=== Document excerpt ===
According to Northern Ireland's agriculture minister, Edwin Poots, dairy in NI can look forward to a very buoyant future.

He visited this week’s Royal Ulster Agricultural Society (RUAS) Winter Fair, where he also referenced supports for agricultural shows and said direct Covid-19 support may not be an option.

The minister commented: “It is great to see the Winter Fair back and the numbers of people at the event.

“The exhibition of high quality dairy animals and the tremendous numbers of people enjoying the event demonstrates the confidence in the industry.

“We have had a good run in dairy farming for some months now. This has been very well received. And we are looking at strong butter and cheese prices going forward," Poots added.

“It is very positive to see confidence returning within the industry once again.”

Poots on funding support shows

Turning to the issue of possible Covid-19 support funding for the RUAS and Northern Ireland’s local agricultural shows, the minister confirmed that direct payments to these organisations may not now be an option.

He said: “The problem that we have come against is this. The Audit Office has looked at the compensation schemes that went out for other sectors.

“It has been indicated to me that organisations with reserves shouldn’t be getting that type of funding. This is somewhat irritating for myself because I did want to provide support to the shows.
=== Extracted material ===
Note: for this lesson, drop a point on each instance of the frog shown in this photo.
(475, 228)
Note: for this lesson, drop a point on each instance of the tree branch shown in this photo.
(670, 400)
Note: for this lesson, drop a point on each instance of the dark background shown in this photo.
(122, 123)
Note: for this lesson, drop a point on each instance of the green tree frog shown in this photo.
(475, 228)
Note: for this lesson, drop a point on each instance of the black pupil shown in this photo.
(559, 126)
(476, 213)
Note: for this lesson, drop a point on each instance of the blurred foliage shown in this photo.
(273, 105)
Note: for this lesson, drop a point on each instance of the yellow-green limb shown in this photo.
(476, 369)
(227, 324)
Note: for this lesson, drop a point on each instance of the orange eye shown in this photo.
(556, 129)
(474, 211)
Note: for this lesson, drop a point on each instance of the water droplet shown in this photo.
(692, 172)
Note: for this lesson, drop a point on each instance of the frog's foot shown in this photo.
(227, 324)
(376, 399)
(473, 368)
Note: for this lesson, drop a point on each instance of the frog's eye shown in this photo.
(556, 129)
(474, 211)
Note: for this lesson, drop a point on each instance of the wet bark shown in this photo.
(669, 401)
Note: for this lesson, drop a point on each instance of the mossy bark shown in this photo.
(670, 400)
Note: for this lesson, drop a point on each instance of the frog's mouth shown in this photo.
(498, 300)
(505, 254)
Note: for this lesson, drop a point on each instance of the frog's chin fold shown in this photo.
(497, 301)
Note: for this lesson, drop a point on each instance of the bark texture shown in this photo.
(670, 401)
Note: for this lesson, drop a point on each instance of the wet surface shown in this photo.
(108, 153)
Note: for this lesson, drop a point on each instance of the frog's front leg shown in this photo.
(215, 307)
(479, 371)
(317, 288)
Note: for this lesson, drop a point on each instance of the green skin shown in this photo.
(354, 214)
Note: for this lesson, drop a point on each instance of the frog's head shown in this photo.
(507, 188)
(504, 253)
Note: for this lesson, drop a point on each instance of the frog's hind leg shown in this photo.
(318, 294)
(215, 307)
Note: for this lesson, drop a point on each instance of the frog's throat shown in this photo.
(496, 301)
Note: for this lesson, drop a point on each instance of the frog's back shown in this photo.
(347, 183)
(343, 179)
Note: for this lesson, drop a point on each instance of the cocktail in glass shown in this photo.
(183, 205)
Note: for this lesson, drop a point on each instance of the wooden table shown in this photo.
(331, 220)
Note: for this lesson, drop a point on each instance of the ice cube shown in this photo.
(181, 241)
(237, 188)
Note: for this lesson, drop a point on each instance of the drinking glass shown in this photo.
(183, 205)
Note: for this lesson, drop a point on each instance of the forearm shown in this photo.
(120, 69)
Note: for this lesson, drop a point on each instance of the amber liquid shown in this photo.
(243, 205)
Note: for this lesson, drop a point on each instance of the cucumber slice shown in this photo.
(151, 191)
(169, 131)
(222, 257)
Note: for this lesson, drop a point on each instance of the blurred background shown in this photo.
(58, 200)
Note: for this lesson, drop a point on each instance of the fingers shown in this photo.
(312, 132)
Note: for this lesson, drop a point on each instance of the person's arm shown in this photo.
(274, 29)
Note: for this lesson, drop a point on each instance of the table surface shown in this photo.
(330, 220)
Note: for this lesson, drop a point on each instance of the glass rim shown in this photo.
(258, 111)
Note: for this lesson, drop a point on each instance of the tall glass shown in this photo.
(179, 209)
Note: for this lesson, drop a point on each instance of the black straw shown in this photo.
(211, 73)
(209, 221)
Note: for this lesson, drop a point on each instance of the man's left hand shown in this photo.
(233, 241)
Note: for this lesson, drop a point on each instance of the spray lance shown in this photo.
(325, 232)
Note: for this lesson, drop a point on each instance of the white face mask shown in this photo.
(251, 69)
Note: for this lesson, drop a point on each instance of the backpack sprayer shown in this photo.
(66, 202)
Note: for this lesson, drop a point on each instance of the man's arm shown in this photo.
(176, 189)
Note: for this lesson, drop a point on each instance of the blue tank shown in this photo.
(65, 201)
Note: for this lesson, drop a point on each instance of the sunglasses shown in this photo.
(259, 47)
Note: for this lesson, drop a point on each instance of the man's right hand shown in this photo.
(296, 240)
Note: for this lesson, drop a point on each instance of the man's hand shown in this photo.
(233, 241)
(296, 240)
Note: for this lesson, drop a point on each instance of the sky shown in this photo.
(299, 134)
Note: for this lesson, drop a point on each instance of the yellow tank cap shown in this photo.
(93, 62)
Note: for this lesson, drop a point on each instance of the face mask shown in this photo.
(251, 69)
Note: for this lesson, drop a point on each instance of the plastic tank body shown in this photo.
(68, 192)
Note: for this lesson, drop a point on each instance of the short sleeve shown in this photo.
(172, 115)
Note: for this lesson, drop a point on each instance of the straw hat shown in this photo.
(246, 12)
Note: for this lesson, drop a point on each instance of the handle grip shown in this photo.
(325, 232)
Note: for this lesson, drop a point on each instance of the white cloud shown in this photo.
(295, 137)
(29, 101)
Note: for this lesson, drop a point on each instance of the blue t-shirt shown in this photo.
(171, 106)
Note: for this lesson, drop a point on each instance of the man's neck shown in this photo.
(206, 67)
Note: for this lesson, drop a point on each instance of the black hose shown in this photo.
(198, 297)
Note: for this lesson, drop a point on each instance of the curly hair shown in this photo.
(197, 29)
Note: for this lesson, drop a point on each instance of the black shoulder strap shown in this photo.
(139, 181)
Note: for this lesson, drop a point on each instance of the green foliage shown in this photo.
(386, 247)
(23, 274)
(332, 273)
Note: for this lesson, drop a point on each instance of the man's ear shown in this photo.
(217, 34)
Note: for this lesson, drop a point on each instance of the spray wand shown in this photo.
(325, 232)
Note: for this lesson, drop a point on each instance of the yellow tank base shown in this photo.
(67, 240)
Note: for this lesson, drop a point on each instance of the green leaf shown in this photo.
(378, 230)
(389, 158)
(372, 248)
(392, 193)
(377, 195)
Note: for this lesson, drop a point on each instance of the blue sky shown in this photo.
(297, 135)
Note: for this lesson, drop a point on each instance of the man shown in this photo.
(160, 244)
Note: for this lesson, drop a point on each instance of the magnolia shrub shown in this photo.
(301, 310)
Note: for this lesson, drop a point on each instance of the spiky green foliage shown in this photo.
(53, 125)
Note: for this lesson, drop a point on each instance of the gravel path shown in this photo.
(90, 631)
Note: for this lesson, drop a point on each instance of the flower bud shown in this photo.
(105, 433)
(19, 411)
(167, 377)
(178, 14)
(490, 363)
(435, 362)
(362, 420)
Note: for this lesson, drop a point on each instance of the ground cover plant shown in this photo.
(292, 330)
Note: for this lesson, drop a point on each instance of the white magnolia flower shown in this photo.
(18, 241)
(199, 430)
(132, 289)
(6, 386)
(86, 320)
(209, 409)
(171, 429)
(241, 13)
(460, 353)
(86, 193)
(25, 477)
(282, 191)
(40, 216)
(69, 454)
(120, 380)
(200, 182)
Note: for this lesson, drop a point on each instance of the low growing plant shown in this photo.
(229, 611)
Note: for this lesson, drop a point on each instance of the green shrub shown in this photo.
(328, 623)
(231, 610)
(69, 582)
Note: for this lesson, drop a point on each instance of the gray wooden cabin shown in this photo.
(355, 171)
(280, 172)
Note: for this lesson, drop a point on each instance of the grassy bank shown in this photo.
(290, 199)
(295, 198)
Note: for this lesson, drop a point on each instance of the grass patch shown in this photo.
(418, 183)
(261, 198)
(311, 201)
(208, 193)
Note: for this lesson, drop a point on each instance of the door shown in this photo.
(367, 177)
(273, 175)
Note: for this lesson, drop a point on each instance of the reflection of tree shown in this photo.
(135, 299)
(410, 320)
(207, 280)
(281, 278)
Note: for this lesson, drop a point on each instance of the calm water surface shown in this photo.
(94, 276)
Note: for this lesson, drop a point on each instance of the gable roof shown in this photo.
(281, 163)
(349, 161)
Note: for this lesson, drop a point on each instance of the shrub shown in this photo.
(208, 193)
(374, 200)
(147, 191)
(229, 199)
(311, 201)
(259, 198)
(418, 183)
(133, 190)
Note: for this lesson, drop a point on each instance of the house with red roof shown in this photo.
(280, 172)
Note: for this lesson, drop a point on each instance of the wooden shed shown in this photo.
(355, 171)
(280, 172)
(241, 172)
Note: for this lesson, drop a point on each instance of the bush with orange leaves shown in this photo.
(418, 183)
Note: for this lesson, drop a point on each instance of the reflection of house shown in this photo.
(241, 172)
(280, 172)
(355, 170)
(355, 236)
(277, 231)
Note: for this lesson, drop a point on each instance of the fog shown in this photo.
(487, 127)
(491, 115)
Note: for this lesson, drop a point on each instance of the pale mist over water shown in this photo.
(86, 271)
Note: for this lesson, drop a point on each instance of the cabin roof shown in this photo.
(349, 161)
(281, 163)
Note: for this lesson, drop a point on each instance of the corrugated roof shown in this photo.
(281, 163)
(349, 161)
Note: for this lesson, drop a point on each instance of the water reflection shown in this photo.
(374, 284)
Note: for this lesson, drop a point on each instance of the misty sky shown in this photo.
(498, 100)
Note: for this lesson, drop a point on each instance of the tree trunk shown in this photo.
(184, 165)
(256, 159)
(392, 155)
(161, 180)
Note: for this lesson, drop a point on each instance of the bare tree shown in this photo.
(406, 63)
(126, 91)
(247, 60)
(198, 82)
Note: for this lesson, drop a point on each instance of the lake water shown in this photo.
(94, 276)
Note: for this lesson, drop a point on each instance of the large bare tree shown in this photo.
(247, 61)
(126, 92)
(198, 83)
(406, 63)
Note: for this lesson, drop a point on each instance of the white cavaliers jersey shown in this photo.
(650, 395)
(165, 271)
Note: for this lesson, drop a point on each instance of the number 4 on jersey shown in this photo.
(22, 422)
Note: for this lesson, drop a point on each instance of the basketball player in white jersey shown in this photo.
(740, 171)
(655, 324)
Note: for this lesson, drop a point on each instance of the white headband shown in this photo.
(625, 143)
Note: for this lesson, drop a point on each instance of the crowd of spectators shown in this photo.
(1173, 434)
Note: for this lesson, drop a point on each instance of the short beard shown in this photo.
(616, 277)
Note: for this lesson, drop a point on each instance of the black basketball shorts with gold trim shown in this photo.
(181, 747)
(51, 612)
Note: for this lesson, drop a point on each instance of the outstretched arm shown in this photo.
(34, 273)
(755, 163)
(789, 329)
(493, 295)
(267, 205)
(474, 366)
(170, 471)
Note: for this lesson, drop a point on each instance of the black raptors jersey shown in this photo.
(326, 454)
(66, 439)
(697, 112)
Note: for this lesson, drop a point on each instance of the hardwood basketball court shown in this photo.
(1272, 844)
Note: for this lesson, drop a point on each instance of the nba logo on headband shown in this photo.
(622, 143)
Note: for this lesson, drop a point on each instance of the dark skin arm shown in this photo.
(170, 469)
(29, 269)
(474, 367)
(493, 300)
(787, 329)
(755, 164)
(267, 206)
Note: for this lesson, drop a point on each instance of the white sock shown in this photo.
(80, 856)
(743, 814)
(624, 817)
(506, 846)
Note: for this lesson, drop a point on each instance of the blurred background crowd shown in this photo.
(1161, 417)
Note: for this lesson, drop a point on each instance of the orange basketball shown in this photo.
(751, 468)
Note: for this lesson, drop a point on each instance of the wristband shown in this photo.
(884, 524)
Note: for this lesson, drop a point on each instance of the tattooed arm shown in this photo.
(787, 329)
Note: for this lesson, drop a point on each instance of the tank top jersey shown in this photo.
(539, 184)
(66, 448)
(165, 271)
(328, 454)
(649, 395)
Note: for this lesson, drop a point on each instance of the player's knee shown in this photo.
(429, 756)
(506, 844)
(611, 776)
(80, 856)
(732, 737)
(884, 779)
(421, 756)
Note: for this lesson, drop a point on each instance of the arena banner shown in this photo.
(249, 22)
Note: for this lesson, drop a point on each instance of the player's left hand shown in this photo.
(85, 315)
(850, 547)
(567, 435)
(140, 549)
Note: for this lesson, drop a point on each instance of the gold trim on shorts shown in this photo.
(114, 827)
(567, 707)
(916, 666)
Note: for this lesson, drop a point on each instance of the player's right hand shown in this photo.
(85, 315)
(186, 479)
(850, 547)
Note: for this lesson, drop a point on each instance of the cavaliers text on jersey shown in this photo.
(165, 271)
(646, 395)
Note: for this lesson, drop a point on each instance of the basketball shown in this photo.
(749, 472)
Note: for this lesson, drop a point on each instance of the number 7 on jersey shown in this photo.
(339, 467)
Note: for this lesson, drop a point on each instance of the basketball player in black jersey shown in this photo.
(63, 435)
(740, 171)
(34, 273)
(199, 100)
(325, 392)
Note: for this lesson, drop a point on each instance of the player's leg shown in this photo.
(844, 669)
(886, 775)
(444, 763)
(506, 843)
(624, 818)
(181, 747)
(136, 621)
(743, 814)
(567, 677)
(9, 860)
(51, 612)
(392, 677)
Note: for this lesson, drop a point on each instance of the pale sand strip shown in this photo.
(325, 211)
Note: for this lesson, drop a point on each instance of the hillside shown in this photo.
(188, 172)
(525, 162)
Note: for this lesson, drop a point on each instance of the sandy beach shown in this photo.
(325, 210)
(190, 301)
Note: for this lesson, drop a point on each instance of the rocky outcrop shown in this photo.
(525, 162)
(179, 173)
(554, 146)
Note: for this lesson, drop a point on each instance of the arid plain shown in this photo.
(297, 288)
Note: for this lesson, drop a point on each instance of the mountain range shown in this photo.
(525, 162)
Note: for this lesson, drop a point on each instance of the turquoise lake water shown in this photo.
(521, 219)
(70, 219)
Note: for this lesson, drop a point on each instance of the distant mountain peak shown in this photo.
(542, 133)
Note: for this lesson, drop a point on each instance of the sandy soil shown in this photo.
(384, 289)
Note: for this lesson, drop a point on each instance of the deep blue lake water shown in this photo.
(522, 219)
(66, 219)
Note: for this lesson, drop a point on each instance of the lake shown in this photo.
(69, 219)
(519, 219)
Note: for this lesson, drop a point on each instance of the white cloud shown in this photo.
===
→ Your tasks:
**a.** Write out the passage of the Edwin Poots report starting at "Poots on funding" and ending at "for other sectors.".
**b.** Sum up the Edwin Poots report in two sentences.
**c.** Please carry on the Edwin Poots report from the point where it stops.
You won't need the rows for this.

→ Exercise answers:
**a.**
Poots on funding support shows

Turning to the issue of possible Covid-19 support funding for the RUAS and Northern Ireland’s local agricultural shows, the minister confirmed that direct payments to these organisations may not now be an option.

He said: “The problem that we have come against is this. The Audit Office has looked at the compensation schemes that went out for other sectors.

**b.** At the RUAS Winter Fair, Northern Ireland's agriculture minister Edwin Poots said dairy in NI can look forward to a very buoyant future, citing a good run in dairy farming and strong butter and cheese prices ahead. He also said direct Covid-19 payments to agricultural shows may not now be an option because the Audit Office has indicated that organizations with reserves shouldn't receive that type of funding, which he found irritating since he wanted to support the shows.

**c.**
“So I have asked my officials to look instead at the option of a bounce back restart for some of the shows, instead of providing compensation for the last couple of years.

“This will help deal with the issues that have arisen because of audit. And there is no reason why this measure should not include the RUAS."

Farm Business Improvement Scheme

Minister Poots used his attendance at the Winter Fair to announce an additional £12 million funding package under the Farm Business Improvement Scheme (FBIS).

He said: “The money is going out from the end of January next. People can lodge an application up to the end of April next.

“Eligible schemes include those encompassing a spend of £30,000 or more. Up to 40% grant is available.

“There will be a degree of competition within the grant scheme. People will need to have all their ducks in a row before applying. This includes planning, if necessary, or lawful use, if planning isn’t necessary."

The minister added that the scheme will allow farmers to progress both in animal proteins and horticulture.

“So there is an opportunity to expand and do something a bit different. Young farmers, in particular, may want to consider diversification options, as they look to the future," the minister concluded.